**Exercise goal**
Decide whether each statement below agrees with the Spring Bargello post, answering yes or no and quoting the words from the post that settle it. 1. The backing fabric was held down with bulldog clips at the top and bottom. 2. Pinning through the layers begins at the center. 3. The Da Gama fabrics are 1.50 meters wide.

Thursday, September 30, 2010

Spring Bargello - the Process

With the piecing and appliqué done it was time to start the sandwiching and quilting process. I am fortunate to have several of these metal (army) tables in the room I use for teaching, so moving 4 together gives me the ideal space to stretch and pin my quilt layers. Lately a local (South African) designer of 100% cotton fabric has brought out really nice designs at a fraction of the cost of imported cottons and I love using these Da Gama fabrics for backing and the fact that these are 1.50 meters wide makes it even nicer.

Step 1: Stretch the backing fabric nice and tight. I used bulldog clips at the sides and masking tape at the top and bottom.
 








Step 2: Batting rolled out onto the backing and the quilt top neatly straightened on top of the batting

Step 3: Starting from the centre pin securely through all 3 layers
Batting not wide enough for the sides? Time to fetch the drawer of remnant batting and I might be breaking all the rules here but I simply don’t bother joining my batting. I feel that I quilt intensively enough in order for my batting not to move anywhere so I simply add a piece where needed, spray baste it in place and continue adding remnant pieces until I have enough batting.

(Collected data entries)
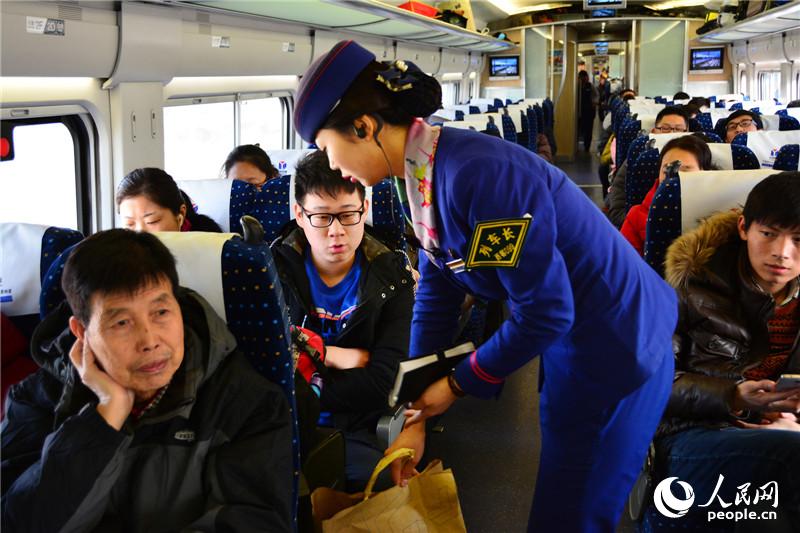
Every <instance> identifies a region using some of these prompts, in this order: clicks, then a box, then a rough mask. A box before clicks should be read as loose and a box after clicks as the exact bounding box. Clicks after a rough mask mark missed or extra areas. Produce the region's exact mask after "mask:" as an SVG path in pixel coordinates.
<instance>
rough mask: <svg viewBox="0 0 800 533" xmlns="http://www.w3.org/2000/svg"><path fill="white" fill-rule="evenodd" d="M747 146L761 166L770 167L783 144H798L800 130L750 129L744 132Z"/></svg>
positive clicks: (782, 145) (774, 162)
mask: <svg viewBox="0 0 800 533" xmlns="http://www.w3.org/2000/svg"><path fill="white" fill-rule="evenodd" d="M746 136H747V147H748V148H750V150H752V151H753V153H754V154H756V157H757V158H758V161H759V163H761V166H762V167H765V168H772V165H773V164H774V163H775V157H776V156H777V155H778V150H780V149H781V147H782V146H783V145H785V144H800V130H789V131H766V130H759V131H751V132H748V133H747V134H746Z"/></svg>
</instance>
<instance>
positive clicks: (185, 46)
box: [176, 22, 312, 76]
mask: <svg viewBox="0 0 800 533" xmlns="http://www.w3.org/2000/svg"><path fill="white" fill-rule="evenodd" d="M210 31H211V34H207V33H205V32H202V33H201V32H199V31H198V24H196V23H188V22H185V23H184V28H183V35H182V45H181V48H180V54H179V56H178V64H177V65H176V76H263V75H265V74H270V75H276V76H287V75H300V74H302V73H303V72H304V71H305V69H306V68H307V67H308V65H309V64H310V63H311V52H312V43H311V37H310V36H307V35H305V36H301V35H296V34H282V33H275V32H269V33H268V32H261V31H255V30H248V29H244V28H235V27H232V26H217V25H212V26H211V30H210Z"/></svg>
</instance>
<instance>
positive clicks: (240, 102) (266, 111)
mask: <svg viewBox="0 0 800 533" xmlns="http://www.w3.org/2000/svg"><path fill="white" fill-rule="evenodd" d="M239 109H240V117H241V120H240V125H241V126H240V127H241V131H240V133H239V140H240V141H239V144H258V145H260V146H261V148H263V149H265V150H280V149H282V148H283V139H284V134H285V132H286V125H287V124H286V120H287V117H288V113H287V107H286V105H285V104H284V102H283V99H282V98H255V99H252V100H241V101H240V102H239Z"/></svg>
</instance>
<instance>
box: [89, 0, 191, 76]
mask: <svg viewBox="0 0 800 533" xmlns="http://www.w3.org/2000/svg"><path fill="white" fill-rule="evenodd" d="M180 30H181V20H180V12H179V11H177V10H174V9H170V8H165V7H161V6H152V5H142V4H134V3H131V2H122V5H121V12H120V32H119V33H120V46H119V55H118V59H117V64H116V65H115V67H114V73H113V74H112V76H111V78H110V79H109V80H108V81H107V82H106V84H105V87H106V88H111V87H114V86H116V85H117V84H118V83H124V82H145V81H160V82H162V83H166V82H168V81H169V80H170V79H171V78H172V77H173V76H174V75H175V58H176V57H177V56H178V54H179V52H180V50H181V33H180Z"/></svg>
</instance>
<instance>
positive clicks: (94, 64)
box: [0, 1, 119, 78]
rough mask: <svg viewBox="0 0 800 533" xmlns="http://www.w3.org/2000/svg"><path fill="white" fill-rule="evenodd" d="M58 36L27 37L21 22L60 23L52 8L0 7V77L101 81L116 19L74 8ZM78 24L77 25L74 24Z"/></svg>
mask: <svg viewBox="0 0 800 533" xmlns="http://www.w3.org/2000/svg"><path fill="white" fill-rule="evenodd" d="M68 14H69V16H71V17H74V19H73V18H70V19H63V20H64V35H40V34H36V33H29V32H28V30H27V17H43V18H56V19H58V18H62V17H63V16H64V15H65V13H62V12H60V11H59V6H58V5H57V4H55V3H44V2H8V1H4V2H0V75H2V76H4V77H5V76H77V77H84V76H85V77H91V78H106V77H108V76H109V75H110V74H111V71H112V70H113V69H114V62H115V60H116V58H117V41H118V35H119V30H118V28H117V14H116V13H115V12H114V11H113V10H110V9H95V8H88V7H77V6H76V7H74V8H73V9H70V10H69V12H68ZM75 19H79V20H75Z"/></svg>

**Expected answer**
1. No: "I used bulldog clips at the sides and masking tape at the top and bottom."
2. Yes: "Starting from the centre pin securely through all 3 layers"
3. Yes: "these are 1.50 meters wide"